start

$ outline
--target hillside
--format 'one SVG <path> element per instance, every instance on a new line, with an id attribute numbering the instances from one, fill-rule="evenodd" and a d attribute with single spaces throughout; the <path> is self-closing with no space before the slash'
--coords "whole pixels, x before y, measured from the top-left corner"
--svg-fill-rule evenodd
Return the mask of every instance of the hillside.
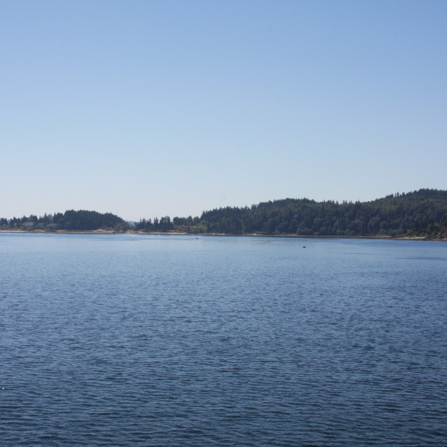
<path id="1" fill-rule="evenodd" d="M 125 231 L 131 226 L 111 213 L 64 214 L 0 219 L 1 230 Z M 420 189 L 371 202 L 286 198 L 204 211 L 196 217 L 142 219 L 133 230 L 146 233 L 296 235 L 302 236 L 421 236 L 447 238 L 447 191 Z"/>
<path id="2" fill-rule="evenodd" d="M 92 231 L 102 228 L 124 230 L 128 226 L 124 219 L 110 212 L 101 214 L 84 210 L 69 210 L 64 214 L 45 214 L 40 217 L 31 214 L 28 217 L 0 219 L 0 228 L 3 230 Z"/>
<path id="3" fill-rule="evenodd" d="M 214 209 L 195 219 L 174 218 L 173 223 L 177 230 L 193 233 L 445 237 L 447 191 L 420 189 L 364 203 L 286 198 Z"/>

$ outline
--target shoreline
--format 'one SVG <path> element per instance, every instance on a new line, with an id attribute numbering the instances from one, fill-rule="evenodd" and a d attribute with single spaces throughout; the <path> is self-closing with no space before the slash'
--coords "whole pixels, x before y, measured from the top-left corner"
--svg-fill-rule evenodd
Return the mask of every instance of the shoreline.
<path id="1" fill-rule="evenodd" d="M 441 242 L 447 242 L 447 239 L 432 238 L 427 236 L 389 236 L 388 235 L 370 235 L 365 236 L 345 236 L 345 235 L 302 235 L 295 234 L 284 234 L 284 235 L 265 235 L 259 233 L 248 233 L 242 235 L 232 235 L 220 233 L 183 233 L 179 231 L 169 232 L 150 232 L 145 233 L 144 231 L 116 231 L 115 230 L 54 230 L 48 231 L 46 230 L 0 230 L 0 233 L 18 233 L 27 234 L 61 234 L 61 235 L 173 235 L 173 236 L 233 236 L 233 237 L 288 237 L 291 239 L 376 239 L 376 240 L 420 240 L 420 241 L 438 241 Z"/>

end
start

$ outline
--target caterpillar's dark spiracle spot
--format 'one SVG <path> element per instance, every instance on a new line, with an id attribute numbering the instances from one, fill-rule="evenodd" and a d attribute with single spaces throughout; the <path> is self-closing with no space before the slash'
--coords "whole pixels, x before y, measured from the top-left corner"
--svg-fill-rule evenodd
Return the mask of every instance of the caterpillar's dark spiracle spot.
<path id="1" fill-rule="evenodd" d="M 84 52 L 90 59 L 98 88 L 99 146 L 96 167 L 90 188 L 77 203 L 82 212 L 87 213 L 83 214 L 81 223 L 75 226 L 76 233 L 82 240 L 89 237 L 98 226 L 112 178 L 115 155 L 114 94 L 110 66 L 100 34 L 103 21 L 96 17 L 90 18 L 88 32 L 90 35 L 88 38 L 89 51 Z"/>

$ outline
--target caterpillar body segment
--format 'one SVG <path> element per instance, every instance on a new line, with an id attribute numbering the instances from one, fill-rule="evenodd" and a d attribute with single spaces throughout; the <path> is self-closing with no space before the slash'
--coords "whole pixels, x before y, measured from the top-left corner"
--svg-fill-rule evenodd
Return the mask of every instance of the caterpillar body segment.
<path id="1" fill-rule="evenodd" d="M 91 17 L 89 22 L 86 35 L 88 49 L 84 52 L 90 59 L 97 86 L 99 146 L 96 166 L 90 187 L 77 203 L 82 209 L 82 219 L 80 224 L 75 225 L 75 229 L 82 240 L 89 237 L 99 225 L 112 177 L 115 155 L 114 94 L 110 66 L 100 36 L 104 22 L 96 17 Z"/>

end
start

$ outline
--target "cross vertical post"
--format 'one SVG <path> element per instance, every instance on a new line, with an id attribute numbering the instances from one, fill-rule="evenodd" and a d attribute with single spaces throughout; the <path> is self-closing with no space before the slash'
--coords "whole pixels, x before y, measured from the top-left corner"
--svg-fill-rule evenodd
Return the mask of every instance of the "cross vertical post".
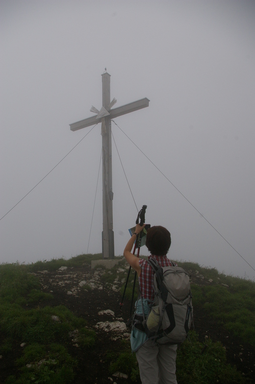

end

List every line in the records above that contains the string "body", treating uppercase and lowercase letters as different.

--target caterpillar body segment
Return the mask of every instance of the caterpillar body segment.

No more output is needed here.